Sundance 2019 Film Review: “Midnight Traveler” (2019) ★★★★

A still from Midnight Traveler by Hazan Fazili, an official selection of the World Cinema Documentary Competition at the 2019 Sundance Film Festival. Courtesy of Sundance Institute | photo by Lutfallah Bakhtary. All photos are copyrighted and may be used by press only for the purpose of news or editorial coverage of Sundance Institute programs. Photos must be accompanied by a credit to the photographer and/or ‘Courtesy of Sundance Institute.’ Unauthorized use, alteration, reproduction or sale of logos and/or photos is strictly prohibited.

What do we know about living in uncertainty? How about bitterness? Do we know what does it mean to flee a country once we called home for another one, hoping that the new one will justify its mean? For the right person with the right intelligence, there’s no need to be in that position to understand what the Fazili family had to go through in “Midnight Traveler”, or, what so far they’ve been able to capture in this truly heartbreaking story shot in three different mobile phones.

“Midnight Traveler” follows Afghani filmmaker Hassan Fazili and his family comprising of two daughters, Nargis and Zahra, and his ever caring wife, Fatima, who found themselves on the road in hopes to find refuge to safeguard their lives from being taken by the Taliban. As soon as Hassan Fazili learns about his upcoming fate, he runs to Tajikistan to spend a year and a half to get refugee status, but instead, he was declined and forced to leave the country for good. He, of course, goes back to his home town to find himself again in great danger, realizing it`s better if they leave the country for Europe.

The film captures all the struggles that are brought by uncertainty, by citizens who did not want to welcome refugees, and one country after another that would refuse to accept newcomers. Their journey was not pleasant at all, thanks to the smugglers that would hold them in constant fear, blackmail of the same smuggles, and aggressive citizens who have no mercy or compassion to show. All that will result in an intense ride, kids that will be stressed out enough. But even all that nightmare does not take away one thing, and without this all this would mean nothing – the family’s unity.

What’s been depicted in “Midnight Traveler” happens one way or another in any part of the world. The Western world now openly rejects refugees, separates families, and keeps them apart for years. The uncertainty being captured in Hassan Fazili’s film is similar to what many go through on a daily basis. But the reality is, they will either get permanent status at some point, or will be deported in the middle of the night without any notice.

--- Extracted records ---
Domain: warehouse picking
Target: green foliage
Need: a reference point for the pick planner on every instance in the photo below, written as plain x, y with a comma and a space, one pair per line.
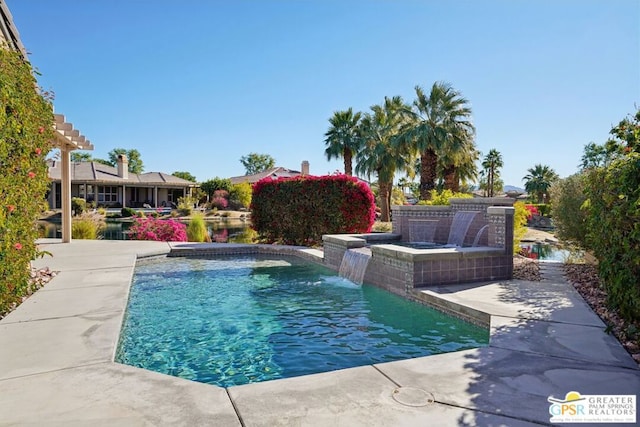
78, 205
185, 175
241, 194
87, 226
256, 163
443, 197
128, 212
26, 132
197, 229
300, 210
133, 157
216, 184
544, 209
613, 224
569, 217
538, 181
520, 216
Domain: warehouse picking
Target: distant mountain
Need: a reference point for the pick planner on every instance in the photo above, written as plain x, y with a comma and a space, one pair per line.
508, 188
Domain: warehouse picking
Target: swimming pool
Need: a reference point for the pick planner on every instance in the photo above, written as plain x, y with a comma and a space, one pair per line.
244, 319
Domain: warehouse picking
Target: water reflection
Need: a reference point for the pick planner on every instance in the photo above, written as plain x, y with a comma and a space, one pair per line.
225, 231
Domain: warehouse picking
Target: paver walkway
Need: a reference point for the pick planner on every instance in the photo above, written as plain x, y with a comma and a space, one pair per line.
57, 348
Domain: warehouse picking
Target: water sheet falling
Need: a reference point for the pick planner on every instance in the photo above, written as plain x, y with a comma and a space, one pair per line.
354, 264
460, 226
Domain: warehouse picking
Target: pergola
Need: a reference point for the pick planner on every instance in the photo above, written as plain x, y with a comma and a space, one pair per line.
67, 139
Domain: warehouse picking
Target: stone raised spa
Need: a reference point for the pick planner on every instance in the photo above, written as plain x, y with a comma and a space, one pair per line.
469, 241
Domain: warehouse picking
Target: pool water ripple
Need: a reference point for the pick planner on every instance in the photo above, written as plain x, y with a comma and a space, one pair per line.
232, 321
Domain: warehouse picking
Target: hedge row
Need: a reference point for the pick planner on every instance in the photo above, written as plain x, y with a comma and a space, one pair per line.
26, 132
300, 210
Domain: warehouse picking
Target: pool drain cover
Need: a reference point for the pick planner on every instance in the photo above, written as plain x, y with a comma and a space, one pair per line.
410, 396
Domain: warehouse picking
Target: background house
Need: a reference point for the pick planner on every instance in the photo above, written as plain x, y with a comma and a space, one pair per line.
273, 173
117, 187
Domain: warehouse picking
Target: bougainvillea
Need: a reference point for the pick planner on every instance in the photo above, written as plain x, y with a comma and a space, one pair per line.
161, 230
300, 210
26, 132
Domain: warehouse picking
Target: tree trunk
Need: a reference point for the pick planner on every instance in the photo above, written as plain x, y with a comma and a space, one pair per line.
384, 195
348, 156
428, 173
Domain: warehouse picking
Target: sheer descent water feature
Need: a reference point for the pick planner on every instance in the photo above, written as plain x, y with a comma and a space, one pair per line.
475, 238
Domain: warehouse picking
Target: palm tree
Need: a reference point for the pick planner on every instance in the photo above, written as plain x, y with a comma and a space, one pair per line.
342, 138
492, 163
538, 181
440, 125
378, 154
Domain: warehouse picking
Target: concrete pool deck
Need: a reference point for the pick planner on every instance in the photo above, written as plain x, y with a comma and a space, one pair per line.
57, 349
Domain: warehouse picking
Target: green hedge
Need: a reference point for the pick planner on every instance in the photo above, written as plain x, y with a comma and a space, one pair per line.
613, 224
26, 132
300, 210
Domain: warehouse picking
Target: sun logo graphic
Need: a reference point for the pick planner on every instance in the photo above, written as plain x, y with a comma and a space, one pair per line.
582, 408
573, 404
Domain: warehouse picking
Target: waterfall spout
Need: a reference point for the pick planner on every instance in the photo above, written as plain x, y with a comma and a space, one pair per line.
354, 264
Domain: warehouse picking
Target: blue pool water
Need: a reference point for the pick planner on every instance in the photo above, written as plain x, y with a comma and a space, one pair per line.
232, 321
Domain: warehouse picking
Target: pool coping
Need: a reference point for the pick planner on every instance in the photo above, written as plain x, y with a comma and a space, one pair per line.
58, 346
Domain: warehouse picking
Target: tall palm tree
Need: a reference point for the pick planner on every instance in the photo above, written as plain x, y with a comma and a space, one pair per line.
342, 138
538, 181
378, 154
492, 163
440, 124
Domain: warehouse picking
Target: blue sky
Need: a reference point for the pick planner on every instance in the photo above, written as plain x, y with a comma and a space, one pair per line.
194, 85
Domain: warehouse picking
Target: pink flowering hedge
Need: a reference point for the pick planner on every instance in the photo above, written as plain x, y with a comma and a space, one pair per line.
26, 132
300, 210
161, 230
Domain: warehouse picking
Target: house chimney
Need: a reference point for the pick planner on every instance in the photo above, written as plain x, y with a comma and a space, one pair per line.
123, 166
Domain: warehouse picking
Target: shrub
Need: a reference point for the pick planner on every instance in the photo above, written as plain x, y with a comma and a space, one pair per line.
162, 230
78, 205
569, 217
443, 197
26, 132
300, 210
128, 212
241, 194
520, 216
219, 203
185, 205
613, 224
87, 226
197, 229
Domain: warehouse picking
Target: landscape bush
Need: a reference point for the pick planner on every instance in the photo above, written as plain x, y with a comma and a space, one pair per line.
241, 194
162, 230
613, 218
87, 226
128, 212
569, 216
613, 224
26, 132
300, 210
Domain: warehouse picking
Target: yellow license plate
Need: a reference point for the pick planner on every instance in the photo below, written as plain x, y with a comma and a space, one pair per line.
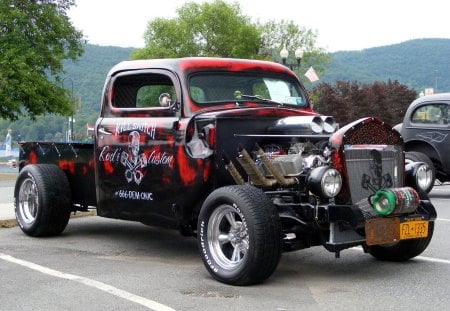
389, 230
413, 229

--- The task ---
Print the passage of the Midnight Traveler review between "What’s been depicted" and "without any notice.", inclusive.

--- Problem solution ---
What’s been depicted in “Midnight Traveler” happens one way or another in any part of the world. The Western world now openly rejects refugees, separates families, and keeps them apart for years. The uncertainty being captured in Hassan Fazili’s film is similar to what many go through on a daily basis. But the reality is, they will either get permanent status at some point, or will be deported in the middle of the night without any notice.